Given entries
* * *

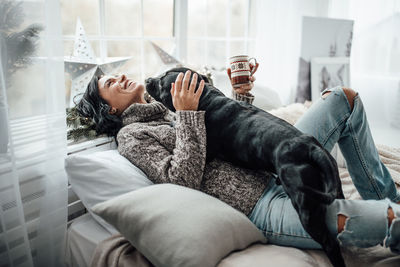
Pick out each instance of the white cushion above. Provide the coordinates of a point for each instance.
(264, 97)
(101, 176)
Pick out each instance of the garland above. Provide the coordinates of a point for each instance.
(79, 127)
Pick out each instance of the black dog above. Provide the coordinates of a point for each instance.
(250, 137)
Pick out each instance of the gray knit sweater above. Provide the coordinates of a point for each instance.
(171, 148)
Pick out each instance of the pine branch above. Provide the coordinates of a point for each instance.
(11, 15)
(20, 46)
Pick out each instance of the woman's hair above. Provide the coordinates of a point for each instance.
(93, 106)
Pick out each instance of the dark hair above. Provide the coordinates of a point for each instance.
(93, 106)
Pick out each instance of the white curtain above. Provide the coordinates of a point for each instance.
(374, 61)
(33, 184)
(375, 50)
(278, 40)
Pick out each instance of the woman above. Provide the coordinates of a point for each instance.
(171, 148)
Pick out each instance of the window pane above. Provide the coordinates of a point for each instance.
(127, 49)
(237, 48)
(122, 17)
(26, 100)
(238, 17)
(197, 15)
(86, 10)
(216, 54)
(158, 17)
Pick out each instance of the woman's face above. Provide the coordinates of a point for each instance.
(120, 92)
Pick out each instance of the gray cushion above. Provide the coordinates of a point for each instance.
(176, 226)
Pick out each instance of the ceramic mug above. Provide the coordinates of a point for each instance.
(241, 70)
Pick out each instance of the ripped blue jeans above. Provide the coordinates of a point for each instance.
(330, 120)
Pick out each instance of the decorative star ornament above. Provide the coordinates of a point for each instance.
(166, 58)
(83, 64)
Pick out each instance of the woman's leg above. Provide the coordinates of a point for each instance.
(333, 119)
(329, 120)
(367, 221)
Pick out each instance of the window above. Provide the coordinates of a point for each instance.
(217, 30)
(199, 32)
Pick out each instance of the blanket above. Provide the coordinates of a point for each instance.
(117, 251)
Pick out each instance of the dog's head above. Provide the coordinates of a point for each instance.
(159, 87)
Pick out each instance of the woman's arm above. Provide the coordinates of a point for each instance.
(184, 163)
(243, 92)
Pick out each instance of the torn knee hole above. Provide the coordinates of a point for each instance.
(350, 94)
(341, 222)
(391, 216)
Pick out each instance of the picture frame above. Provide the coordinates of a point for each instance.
(328, 72)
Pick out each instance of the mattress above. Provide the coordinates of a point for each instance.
(83, 235)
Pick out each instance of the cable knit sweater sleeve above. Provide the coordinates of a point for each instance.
(153, 150)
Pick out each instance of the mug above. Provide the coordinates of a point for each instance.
(240, 70)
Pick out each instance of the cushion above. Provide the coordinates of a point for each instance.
(101, 176)
(174, 225)
(264, 97)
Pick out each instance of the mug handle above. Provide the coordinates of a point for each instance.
(255, 66)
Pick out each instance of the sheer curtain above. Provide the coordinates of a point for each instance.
(33, 184)
(375, 55)
(375, 59)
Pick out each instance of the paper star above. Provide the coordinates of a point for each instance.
(83, 64)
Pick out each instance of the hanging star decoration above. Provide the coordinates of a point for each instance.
(83, 64)
(171, 62)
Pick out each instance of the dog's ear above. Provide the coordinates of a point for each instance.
(205, 78)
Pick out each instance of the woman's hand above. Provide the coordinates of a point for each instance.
(185, 97)
(245, 88)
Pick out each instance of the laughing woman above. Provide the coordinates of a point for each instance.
(171, 148)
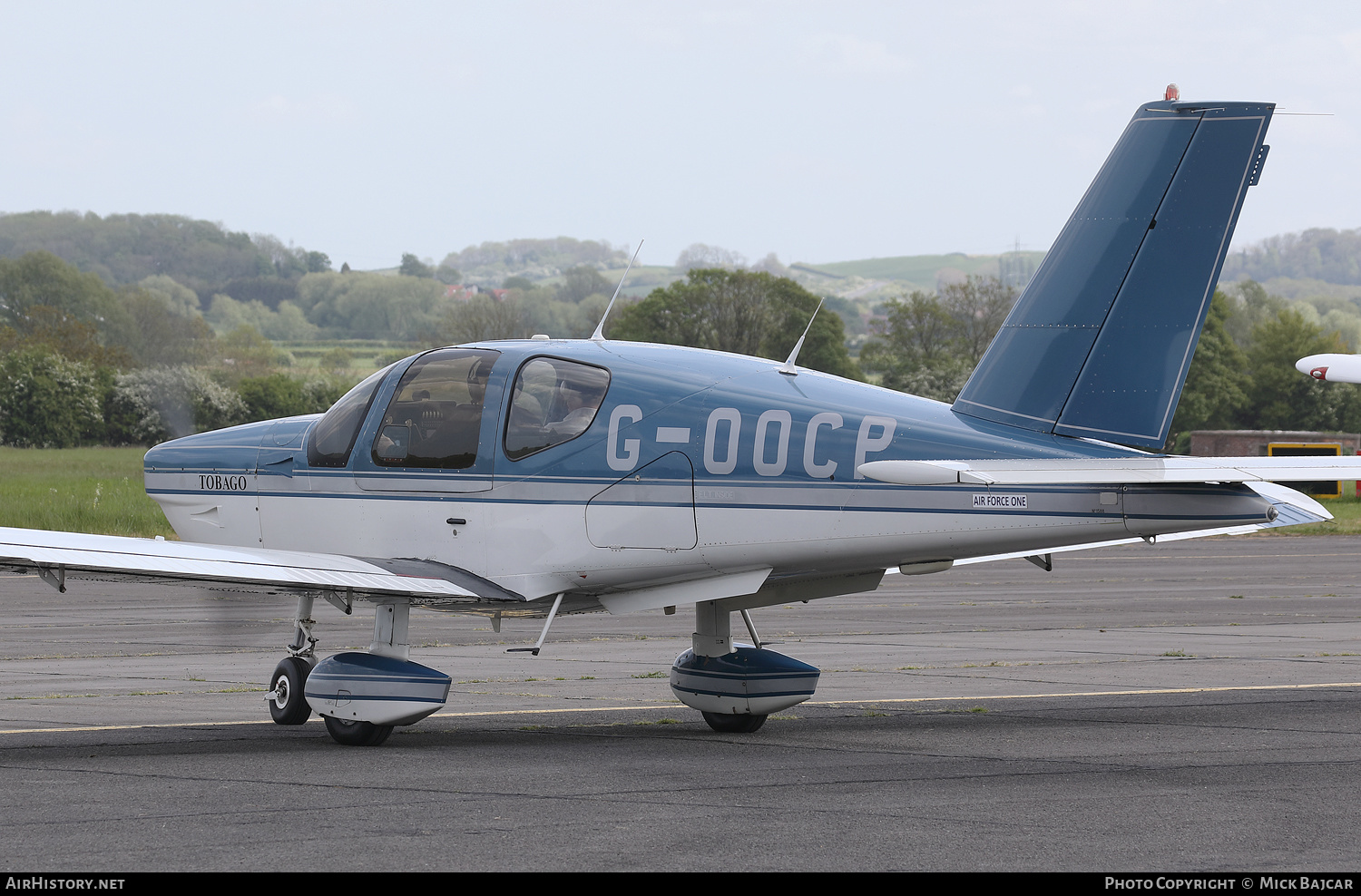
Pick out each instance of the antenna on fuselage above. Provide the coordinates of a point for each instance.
(788, 365)
(599, 335)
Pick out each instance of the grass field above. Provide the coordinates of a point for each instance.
(101, 491)
(78, 490)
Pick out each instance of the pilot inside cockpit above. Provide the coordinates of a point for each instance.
(580, 399)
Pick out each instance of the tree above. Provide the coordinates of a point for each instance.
(48, 402)
(482, 318)
(582, 282)
(1282, 399)
(40, 278)
(979, 307)
(742, 312)
(152, 405)
(701, 256)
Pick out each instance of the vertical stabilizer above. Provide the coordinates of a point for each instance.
(1100, 342)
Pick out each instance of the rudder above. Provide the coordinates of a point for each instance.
(1102, 339)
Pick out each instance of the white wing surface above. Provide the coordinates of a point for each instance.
(1293, 509)
(1082, 471)
(59, 553)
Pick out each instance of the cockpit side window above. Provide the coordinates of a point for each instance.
(332, 438)
(435, 416)
(553, 402)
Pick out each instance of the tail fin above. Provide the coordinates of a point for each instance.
(1100, 342)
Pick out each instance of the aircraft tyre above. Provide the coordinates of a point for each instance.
(288, 705)
(734, 724)
(357, 733)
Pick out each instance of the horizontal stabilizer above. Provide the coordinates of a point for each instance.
(1293, 509)
(1083, 471)
(1100, 342)
(57, 555)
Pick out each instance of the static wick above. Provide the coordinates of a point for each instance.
(599, 335)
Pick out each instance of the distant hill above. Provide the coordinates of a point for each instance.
(1322, 253)
(492, 263)
(199, 255)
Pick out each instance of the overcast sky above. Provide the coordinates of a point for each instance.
(817, 131)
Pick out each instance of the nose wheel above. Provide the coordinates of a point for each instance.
(288, 705)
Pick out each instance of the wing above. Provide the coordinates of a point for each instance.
(1293, 509)
(57, 555)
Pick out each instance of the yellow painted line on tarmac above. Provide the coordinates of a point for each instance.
(677, 706)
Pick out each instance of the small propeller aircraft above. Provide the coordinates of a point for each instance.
(1331, 367)
(536, 477)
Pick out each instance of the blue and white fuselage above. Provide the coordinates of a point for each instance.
(538, 476)
(696, 463)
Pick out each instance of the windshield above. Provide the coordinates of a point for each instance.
(332, 438)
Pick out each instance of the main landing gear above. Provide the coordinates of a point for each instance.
(362, 696)
(737, 687)
(286, 696)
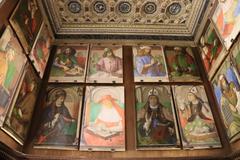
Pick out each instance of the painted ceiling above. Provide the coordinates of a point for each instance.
(125, 17)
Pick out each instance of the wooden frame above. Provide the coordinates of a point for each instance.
(26, 21)
(40, 52)
(225, 14)
(70, 63)
(162, 133)
(12, 60)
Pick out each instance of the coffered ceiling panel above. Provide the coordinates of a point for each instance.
(125, 17)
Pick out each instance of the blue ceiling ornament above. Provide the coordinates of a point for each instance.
(74, 7)
(100, 7)
(174, 8)
(124, 7)
(150, 8)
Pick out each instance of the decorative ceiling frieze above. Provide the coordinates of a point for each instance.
(125, 17)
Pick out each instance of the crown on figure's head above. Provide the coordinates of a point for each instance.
(153, 91)
(193, 90)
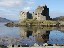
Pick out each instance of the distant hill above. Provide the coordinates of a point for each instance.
(61, 18)
(4, 20)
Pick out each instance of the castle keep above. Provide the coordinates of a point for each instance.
(41, 13)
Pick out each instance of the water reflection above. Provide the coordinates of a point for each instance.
(32, 35)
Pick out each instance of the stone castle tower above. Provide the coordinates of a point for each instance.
(25, 15)
(41, 13)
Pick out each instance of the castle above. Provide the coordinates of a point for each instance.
(41, 13)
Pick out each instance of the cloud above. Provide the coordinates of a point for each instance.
(10, 3)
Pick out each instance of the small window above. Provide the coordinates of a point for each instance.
(36, 18)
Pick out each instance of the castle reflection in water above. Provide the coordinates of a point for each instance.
(31, 35)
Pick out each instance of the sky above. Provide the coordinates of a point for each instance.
(10, 9)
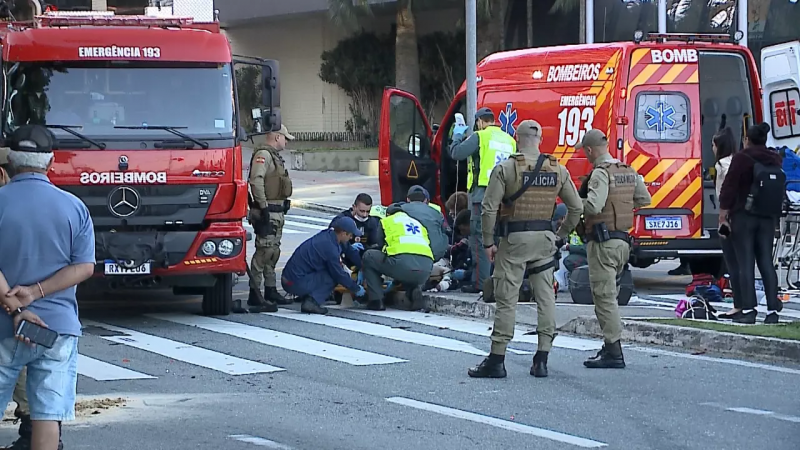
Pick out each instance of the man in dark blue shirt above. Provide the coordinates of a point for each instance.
(315, 267)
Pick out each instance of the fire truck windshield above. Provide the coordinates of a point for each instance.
(112, 102)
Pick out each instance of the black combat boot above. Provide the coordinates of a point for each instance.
(609, 357)
(256, 306)
(492, 367)
(309, 306)
(539, 367)
(271, 294)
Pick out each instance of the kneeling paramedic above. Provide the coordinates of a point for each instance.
(406, 258)
(525, 188)
(612, 191)
(315, 267)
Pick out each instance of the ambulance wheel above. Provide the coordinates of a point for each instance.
(218, 299)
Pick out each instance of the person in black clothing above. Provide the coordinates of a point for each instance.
(751, 236)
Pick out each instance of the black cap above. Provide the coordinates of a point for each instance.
(417, 190)
(347, 224)
(484, 113)
(32, 139)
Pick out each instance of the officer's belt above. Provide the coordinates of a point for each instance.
(553, 264)
(621, 235)
(519, 226)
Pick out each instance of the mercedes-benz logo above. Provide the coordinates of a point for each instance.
(123, 201)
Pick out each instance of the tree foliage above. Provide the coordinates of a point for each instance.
(361, 66)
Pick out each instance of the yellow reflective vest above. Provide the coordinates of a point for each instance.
(405, 235)
(495, 147)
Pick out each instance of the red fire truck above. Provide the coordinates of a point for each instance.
(145, 111)
(659, 99)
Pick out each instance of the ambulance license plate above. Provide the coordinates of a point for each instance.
(663, 223)
(116, 269)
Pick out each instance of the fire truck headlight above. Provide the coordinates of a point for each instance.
(209, 247)
(225, 248)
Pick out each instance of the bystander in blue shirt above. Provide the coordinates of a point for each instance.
(43, 229)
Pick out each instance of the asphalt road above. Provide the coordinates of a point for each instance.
(397, 380)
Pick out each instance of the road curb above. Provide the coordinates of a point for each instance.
(692, 339)
(319, 207)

* * *

Task to complete
Rewrite the listing from the line containing "Pick out each instance of the red" through its last line, inclusive, with "fire truck" replaced by "fire engine" and all else unchanged.

Response to the task
Pick out each instance of the red fire engine above. Provide the coordinates of a point for each instance.
(145, 111)
(659, 99)
Pick out each instance of the ambulance license plate above. Provide the coordinates of a point for each instance.
(663, 223)
(116, 269)
Pick out each instance of the fire engine headlight above. Provide the coordinates of a point for each instance.
(209, 247)
(225, 248)
Pick out each instance of the bystander in blue shirt above. Provide the coordinates of a point for each instance.
(43, 229)
Pick out each instance of the asphalt road above. Provide the coordinates of a point for each instance.
(397, 380)
Pick out each instance of the road curb above. Provide the coordinates of a point for each instance.
(692, 339)
(319, 207)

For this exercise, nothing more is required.